● **What to do**
1. For each of these statements, say yes or no as to whether it agrees with the tree-chopping excerpt, and quote the words of the excerpt that decide it: (a) After the narrator's first swing, the machete stayed stuck in the tree. (b) Jimmy's demonstration sank the blade three inches into the trunk. (c) The narrator dislikes sharp things.
2. Please extend the tree-chopping excerpt, picking up right after its final sentence.

● **Selected excerpt**
.....

#Sample Sunday… erm… sample.

Hello, Green Volunteers!

Welcome to everyone who found this link through Green Volunteers, the group which originally inspired me to go on the adventures featured in my book. I’ve just discovered ‘Sample Sunday’ and have been inspired to share a chapter with you as a result. Someone recently asked me to “share more about the tree-thing.” Well, here it is. Enjoy!

This is a sample from near the beginning of my book, ‘That Bear Ate My Pants!’, which follows my adventures in Ecuador, whilst working as a volunteer in an exotic animal refuge. At this stage the boss of the refuge, Jimmy, is showing me how to make fences that are jaguar-proof…

Growling Jaguar

The Trouble With Trees

My turn at machete work was more to my liking. True, by that point I’d already lost most of the skin on my palms, but I do love sharp things. My first attempt, with a white-knuckled death grip on the handle, resulted in score one for the tree. I deployed all my strength in one brutal swing, only to find that contact with the solid wooden trunk simply redirected most of the force back up my arm. As I staggered back clutching my shoulder the machete didn’t even have the good grace to remain lodged in the tree. It clattered to the ground, a steely ring of defiance from my adversary. “Take that!” The tree said. After a bout of extreme eye-rolling Jimmy demonstrated the proper technique again. With much exaggerated looseness and a precise swing he smoothly embedded the blade three inches deep. It looked effortless, as though he knew which parts of the tree were secretly made of painted foam. To me the problem was insurmountable – the tree was clearly harder than I was. But it was a sitting target! Could I really lose a fight with an inanimate object? Even if it was bigger than me?

.....

Location identification records:
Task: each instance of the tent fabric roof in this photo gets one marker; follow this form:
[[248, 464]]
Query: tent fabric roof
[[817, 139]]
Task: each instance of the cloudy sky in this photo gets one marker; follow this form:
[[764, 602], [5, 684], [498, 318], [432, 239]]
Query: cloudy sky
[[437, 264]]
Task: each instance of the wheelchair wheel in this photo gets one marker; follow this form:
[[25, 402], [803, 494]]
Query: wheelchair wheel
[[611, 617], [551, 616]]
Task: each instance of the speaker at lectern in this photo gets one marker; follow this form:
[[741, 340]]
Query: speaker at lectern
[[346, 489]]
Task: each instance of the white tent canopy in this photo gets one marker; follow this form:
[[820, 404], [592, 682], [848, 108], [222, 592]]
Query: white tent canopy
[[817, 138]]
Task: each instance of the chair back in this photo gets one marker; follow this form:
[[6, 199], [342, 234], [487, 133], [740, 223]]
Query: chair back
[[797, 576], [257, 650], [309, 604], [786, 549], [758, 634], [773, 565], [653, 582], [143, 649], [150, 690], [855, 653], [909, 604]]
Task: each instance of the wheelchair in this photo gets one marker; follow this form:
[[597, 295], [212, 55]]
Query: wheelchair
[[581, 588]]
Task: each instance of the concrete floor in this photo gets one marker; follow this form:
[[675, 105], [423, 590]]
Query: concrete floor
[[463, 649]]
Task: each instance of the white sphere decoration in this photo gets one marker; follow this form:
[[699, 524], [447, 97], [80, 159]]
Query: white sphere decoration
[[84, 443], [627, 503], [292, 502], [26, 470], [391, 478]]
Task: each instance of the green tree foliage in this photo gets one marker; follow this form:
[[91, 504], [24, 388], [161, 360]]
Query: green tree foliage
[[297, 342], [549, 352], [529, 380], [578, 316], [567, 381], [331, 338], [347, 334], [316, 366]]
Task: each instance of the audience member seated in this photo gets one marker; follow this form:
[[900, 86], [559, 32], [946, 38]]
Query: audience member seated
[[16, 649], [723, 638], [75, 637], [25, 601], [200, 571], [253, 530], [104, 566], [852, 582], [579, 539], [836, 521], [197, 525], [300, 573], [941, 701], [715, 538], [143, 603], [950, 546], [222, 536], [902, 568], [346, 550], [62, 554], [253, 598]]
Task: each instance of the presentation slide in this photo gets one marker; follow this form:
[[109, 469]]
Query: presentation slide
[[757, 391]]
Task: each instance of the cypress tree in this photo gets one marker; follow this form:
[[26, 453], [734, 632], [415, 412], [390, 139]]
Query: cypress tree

.....

● **Written answers**
1.
(a) No: "the machete didn’t even have the good grace to remain lodged in the tree."
(b) Yes: "smoothly embedded the blade three inches deep."
(c) No: "I do love sharp things."

2.
I swung loose and was rewarded with a bite. Not quite a Jimmy, but a start – the narrow edge of the blade had chopped clear through the bark and on into virgin wood!

And it took nearly five minutes for me to get it back out.

Score two to the tree.

By the time I chopped down my first tree, Toby and Jimmy had cut enough posts between them for the rest of the enclosure. I consoled myself with the thought that there had to be a knack to it and it had to be learnable. Jimmy might actually have been a machete in a former life, but Toby was a Londoner. He had to have picked up his skills since he got here – I couldn’t see him hacking his way through rush hour on the tube train.

Felling a mighty giant of the forest made me feel a bit guilty. A proud living entity had been callously cut down in it’s prime, hacked to pieces by an arrogant youth with a knife fetish. But it was for the greater good, I told myself. And anyway, it served it right for being so cocky.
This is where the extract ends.